→ Short exercise:
Copy every line from the beginning of the items through the line containing "point(341, 222)", both ends included. Rescale each x and y coordinate inside every point(...) by multiplying it by 0.75 and rounding to a whole number, with halves rounded up.

→ Location labeling records:
※
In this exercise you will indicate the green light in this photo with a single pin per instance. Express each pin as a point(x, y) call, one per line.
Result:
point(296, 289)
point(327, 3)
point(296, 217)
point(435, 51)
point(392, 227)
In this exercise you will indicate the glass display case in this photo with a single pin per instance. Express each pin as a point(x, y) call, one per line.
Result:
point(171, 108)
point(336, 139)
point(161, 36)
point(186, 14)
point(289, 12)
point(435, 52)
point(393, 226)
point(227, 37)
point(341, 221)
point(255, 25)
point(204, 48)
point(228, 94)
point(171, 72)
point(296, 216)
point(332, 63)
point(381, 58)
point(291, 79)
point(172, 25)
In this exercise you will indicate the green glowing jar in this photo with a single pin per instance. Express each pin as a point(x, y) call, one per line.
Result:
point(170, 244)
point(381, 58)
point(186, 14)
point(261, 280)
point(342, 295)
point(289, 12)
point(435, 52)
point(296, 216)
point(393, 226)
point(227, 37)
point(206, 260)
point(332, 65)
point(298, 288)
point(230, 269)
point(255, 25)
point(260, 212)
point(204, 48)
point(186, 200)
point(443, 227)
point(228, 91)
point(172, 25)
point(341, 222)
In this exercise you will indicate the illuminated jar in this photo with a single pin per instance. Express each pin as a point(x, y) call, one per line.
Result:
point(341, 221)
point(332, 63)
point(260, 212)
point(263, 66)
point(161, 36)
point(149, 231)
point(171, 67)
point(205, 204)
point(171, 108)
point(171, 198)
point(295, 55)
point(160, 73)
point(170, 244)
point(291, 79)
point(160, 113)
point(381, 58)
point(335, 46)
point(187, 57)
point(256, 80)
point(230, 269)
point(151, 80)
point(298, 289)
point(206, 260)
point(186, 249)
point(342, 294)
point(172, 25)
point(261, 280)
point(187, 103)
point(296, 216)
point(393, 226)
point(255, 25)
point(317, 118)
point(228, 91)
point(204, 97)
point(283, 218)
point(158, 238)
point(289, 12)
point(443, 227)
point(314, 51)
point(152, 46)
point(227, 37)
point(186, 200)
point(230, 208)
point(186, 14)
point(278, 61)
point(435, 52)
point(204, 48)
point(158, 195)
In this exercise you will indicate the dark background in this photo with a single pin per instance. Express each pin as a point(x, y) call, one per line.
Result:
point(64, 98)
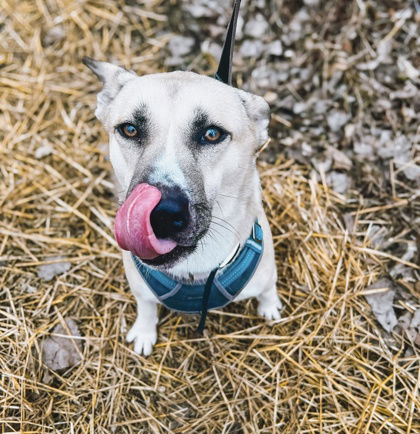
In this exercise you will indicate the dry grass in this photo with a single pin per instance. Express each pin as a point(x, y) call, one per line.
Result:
point(325, 367)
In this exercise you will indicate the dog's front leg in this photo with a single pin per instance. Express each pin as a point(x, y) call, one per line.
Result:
point(144, 333)
point(269, 304)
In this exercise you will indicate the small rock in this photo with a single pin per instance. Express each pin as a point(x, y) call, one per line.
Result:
point(48, 271)
point(340, 159)
point(250, 48)
point(407, 68)
point(381, 303)
point(256, 27)
point(340, 182)
point(265, 77)
point(212, 48)
point(275, 48)
point(62, 352)
point(336, 120)
point(363, 149)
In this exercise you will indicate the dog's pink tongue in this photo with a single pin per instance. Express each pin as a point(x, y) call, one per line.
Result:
point(133, 230)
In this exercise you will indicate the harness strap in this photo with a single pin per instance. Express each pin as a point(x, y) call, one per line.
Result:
point(205, 304)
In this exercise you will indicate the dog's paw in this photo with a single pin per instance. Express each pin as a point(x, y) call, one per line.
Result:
point(143, 339)
point(270, 310)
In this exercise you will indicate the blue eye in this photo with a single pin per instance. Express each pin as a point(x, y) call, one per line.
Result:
point(128, 130)
point(212, 135)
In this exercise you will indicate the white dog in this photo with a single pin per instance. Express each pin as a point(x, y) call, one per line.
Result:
point(183, 147)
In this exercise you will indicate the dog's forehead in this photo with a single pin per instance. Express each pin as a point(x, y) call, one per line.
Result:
point(178, 96)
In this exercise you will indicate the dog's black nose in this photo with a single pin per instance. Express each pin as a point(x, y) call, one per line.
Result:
point(170, 216)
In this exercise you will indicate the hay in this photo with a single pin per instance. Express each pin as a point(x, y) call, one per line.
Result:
point(325, 367)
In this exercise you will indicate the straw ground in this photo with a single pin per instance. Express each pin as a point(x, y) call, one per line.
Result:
point(325, 367)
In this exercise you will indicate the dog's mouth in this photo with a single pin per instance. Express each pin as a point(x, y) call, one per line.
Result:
point(133, 228)
point(156, 229)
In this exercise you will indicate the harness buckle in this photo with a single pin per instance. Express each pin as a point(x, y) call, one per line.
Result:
point(257, 234)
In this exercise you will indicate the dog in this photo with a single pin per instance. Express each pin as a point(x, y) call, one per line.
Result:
point(183, 149)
※
→ Correct response:
In this exercise you will indicate the green light in this photo with a single pin per instance. Express each pin as a point(x, y) call, one per line.
Result:
point(222, 217)
point(245, 2)
point(222, 163)
point(326, 38)
point(294, 170)
In this exercise you will indicate the glass display case in this photo with a single pin per instance. Express each pin as a point(x, y) call, one per line.
Result:
point(128, 81)
point(252, 104)
point(121, 27)
point(140, 11)
point(217, 9)
point(326, 39)
point(295, 170)
point(170, 28)
point(256, 166)
point(191, 19)
point(153, 36)
point(171, 71)
point(128, 54)
point(222, 162)
point(249, 47)
point(286, 44)
point(218, 59)
point(129, 19)
In this exercise you will indicate the green glowing jar in this photo with a single pin per instance. Express each pin as a point(x, y) call, one per line.
Result:
point(128, 183)
point(286, 44)
point(140, 11)
point(196, 210)
point(257, 221)
point(217, 9)
point(326, 39)
point(222, 162)
point(295, 170)
point(170, 28)
point(155, 195)
point(249, 49)
point(224, 216)
point(173, 202)
point(191, 19)
point(195, 159)
point(153, 36)
point(140, 150)
point(332, 170)
point(171, 68)
point(129, 19)
point(256, 167)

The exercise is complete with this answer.